[Excerpts of location labeling data]
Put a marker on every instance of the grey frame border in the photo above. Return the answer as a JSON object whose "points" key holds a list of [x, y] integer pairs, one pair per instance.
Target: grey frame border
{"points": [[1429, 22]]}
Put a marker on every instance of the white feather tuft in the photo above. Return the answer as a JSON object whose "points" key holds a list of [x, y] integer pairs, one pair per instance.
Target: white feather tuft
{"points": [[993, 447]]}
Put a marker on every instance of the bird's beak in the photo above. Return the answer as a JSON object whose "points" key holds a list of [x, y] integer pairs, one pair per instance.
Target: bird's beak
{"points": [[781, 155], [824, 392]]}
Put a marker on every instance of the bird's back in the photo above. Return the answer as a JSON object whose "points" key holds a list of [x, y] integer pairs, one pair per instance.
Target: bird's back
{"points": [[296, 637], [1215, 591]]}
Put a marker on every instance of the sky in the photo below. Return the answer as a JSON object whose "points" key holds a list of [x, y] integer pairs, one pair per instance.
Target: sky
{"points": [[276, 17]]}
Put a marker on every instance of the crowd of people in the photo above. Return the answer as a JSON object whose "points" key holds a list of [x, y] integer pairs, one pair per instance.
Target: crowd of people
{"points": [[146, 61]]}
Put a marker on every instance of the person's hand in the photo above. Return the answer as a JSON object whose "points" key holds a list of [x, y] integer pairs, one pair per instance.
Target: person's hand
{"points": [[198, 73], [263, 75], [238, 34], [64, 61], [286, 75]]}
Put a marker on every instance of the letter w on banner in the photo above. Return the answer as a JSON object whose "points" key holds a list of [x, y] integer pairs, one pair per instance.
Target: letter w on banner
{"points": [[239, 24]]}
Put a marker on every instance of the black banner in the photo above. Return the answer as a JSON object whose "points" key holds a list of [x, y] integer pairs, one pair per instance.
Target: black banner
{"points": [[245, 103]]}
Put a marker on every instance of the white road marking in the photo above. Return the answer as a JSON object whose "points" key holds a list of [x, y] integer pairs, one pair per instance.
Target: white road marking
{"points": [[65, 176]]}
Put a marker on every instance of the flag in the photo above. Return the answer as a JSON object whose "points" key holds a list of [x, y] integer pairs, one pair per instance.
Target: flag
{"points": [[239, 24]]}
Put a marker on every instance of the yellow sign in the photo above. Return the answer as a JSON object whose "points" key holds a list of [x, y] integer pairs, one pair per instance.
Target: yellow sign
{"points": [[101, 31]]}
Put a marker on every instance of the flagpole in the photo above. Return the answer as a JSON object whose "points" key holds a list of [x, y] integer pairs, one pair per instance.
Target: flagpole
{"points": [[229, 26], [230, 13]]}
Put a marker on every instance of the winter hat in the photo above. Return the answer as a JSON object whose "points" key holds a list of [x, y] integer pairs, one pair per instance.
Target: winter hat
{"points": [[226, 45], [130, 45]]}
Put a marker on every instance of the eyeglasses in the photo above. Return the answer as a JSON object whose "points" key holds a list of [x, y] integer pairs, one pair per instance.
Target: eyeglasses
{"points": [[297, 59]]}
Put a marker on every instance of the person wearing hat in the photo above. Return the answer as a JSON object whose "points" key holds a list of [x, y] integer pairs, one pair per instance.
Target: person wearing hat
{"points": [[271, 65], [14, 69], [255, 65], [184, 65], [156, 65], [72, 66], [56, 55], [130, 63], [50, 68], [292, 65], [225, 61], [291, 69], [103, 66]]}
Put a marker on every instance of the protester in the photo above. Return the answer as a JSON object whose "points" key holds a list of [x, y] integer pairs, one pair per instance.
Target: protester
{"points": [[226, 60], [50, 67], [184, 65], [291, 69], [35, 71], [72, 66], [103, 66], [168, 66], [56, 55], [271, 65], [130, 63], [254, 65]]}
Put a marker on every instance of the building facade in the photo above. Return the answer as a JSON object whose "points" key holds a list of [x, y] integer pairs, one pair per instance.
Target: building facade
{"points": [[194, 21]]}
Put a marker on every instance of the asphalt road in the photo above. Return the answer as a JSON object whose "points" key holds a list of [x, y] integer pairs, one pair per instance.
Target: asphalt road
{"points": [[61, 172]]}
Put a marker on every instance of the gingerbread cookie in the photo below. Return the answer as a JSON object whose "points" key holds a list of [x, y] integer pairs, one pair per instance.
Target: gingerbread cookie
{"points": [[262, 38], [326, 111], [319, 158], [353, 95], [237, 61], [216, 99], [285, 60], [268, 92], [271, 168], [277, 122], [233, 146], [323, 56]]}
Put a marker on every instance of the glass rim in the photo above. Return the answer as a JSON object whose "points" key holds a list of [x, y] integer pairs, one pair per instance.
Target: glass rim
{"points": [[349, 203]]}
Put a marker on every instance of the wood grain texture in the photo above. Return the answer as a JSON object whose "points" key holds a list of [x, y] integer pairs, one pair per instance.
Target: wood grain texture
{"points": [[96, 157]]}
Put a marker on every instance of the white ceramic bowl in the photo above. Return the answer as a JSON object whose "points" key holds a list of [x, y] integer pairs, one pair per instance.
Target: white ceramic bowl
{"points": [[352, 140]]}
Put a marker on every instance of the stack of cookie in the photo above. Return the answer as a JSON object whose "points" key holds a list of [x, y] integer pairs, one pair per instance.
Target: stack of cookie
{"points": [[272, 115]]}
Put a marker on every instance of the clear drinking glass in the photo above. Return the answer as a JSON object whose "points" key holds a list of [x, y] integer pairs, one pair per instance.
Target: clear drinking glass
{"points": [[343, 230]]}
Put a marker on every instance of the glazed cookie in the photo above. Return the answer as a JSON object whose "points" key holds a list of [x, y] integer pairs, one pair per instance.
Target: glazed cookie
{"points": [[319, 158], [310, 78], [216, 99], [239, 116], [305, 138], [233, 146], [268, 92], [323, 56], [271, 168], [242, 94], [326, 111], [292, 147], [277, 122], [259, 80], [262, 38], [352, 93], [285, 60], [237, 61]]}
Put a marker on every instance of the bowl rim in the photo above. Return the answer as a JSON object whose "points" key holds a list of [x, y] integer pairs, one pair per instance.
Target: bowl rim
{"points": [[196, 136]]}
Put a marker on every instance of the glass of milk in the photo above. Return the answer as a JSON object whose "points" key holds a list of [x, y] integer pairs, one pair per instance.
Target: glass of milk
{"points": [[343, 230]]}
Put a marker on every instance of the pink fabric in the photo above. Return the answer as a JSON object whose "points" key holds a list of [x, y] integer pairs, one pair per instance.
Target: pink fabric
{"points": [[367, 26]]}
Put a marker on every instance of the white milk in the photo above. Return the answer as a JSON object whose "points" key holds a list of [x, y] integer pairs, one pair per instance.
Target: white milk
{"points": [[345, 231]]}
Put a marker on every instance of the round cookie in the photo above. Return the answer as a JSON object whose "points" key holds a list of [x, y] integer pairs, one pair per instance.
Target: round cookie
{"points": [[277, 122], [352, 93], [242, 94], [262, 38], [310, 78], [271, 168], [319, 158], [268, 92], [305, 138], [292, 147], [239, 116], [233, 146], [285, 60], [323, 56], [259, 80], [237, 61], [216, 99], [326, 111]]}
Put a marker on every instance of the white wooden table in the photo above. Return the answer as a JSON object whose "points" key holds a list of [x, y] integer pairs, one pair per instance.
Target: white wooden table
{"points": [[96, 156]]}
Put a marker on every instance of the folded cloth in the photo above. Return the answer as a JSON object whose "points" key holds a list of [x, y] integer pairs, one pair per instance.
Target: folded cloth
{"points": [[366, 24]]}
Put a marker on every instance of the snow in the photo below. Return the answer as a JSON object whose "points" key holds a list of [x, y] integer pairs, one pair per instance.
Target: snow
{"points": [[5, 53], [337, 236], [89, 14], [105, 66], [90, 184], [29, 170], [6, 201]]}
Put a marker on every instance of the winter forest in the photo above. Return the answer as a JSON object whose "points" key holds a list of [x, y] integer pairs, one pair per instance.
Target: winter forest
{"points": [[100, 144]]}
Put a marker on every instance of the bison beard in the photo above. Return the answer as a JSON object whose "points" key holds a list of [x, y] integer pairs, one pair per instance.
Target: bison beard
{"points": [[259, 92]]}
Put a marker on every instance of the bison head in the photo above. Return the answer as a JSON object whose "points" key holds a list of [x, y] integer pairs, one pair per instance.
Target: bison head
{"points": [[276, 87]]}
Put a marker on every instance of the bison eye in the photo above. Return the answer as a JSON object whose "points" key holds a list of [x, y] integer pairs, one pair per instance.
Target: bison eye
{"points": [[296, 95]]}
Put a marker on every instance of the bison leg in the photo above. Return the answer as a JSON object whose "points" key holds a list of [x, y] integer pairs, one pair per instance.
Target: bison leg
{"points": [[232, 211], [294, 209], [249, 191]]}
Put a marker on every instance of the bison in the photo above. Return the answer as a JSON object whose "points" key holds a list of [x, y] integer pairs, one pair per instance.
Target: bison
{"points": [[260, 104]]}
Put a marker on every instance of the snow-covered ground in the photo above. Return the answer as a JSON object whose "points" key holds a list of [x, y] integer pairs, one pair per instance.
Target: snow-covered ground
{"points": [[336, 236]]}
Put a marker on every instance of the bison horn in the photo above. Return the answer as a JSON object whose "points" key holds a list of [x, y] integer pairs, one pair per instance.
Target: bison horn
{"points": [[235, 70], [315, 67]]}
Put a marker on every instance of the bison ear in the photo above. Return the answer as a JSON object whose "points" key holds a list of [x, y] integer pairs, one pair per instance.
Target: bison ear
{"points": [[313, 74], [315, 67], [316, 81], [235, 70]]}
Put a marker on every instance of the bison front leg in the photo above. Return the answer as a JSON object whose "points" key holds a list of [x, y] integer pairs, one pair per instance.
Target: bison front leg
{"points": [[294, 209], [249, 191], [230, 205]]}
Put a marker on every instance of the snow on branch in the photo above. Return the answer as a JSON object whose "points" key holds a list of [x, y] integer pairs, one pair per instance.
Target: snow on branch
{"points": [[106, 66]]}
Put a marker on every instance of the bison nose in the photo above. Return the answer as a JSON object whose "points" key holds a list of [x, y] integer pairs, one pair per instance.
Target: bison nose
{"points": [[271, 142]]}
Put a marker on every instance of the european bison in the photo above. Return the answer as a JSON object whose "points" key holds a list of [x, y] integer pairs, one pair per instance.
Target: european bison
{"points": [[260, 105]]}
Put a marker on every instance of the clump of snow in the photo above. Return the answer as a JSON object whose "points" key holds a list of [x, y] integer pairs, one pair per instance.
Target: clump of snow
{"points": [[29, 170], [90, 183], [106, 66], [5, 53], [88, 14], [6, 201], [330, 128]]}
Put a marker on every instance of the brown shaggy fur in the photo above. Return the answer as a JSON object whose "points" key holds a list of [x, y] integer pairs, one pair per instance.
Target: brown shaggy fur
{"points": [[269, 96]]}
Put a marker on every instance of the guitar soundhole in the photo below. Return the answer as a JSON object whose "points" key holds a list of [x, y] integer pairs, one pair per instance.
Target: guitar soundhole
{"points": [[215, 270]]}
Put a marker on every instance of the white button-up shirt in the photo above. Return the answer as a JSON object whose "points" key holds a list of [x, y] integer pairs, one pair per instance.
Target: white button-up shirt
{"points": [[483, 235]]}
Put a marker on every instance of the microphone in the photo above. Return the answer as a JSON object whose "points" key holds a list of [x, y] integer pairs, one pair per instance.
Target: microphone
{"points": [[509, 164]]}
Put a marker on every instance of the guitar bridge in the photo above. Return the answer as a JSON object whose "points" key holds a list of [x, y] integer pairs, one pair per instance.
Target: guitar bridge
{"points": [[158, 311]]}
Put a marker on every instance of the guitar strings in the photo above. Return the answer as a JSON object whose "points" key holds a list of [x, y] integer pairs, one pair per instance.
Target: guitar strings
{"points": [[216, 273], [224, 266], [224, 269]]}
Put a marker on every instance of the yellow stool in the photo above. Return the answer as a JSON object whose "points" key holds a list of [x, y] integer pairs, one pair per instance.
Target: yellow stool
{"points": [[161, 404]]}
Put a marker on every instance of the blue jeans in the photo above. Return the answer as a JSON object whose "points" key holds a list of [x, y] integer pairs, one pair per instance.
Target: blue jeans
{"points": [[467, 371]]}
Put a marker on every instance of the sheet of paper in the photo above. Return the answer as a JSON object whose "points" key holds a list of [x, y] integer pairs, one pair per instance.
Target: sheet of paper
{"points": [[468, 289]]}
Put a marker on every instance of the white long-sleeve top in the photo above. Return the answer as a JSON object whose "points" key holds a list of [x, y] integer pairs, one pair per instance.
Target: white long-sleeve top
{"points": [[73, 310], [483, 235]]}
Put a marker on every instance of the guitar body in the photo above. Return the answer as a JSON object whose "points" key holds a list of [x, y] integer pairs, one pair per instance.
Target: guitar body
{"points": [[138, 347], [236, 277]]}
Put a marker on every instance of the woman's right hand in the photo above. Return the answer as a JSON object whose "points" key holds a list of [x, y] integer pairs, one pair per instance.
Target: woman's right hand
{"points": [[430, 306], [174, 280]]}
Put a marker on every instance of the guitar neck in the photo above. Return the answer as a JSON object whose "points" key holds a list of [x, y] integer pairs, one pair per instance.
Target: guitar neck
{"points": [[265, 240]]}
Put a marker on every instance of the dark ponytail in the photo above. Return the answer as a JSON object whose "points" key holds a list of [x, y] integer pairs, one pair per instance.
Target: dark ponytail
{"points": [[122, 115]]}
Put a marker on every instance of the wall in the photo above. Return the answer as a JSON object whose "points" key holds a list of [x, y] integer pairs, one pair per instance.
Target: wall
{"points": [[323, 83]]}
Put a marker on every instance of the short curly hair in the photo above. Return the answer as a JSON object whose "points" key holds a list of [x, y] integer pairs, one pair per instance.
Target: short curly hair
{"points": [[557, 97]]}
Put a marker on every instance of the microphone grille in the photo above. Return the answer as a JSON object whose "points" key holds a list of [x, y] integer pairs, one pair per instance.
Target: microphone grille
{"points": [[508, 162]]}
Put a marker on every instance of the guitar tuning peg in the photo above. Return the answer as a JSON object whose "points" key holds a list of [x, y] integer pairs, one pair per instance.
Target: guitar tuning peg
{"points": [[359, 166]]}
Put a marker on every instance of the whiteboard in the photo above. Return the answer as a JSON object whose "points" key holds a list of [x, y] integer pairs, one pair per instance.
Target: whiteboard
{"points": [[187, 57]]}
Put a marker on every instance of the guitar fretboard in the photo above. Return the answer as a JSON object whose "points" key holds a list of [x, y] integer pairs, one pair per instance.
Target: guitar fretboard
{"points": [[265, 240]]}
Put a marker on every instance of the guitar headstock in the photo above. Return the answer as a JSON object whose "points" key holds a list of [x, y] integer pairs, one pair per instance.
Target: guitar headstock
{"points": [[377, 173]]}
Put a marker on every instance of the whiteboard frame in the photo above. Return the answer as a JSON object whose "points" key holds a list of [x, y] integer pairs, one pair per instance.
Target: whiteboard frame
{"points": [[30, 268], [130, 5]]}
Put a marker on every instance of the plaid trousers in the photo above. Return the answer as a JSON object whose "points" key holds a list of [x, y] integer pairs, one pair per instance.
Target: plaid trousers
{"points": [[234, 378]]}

§ What is asked: Repeat only the lines from the one holding "Put a marker on every instance of the guitar fretboard" through the last line of the data.

§ The output:
Put a marker on every instance of the guitar fretboard in the photo above. Return the answer as a JSON object whose "points" key holds a list of [x, y] integer pairs, one pair per instance.
Target: guitar fretboard
{"points": [[265, 240]]}
Put a marker on every instance of the guitar headstock in the photo above. Return the answer as a JSON object whose "points" key holds a list of [x, y] integer pairs, one pair per instance.
Target: guitar headstock
{"points": [[377, 173]]}
Put a marker on every instance of the whiteboard frame in the photo above. Return the answer as a JSON object whose "points" key holds a list of [x, y] integer pairs, one pair per instance.
Target: whiteboard frame
{"points": [[30, 268], [130, 5]]}
Put a marker on every instance of the plaid trousers in the photo above. Return the answer as a JSON object whose "points" key holds a list of [x, y] integer pairs, one pair per instance.
Target: plaid trousers
{"points": [[234, 378]]}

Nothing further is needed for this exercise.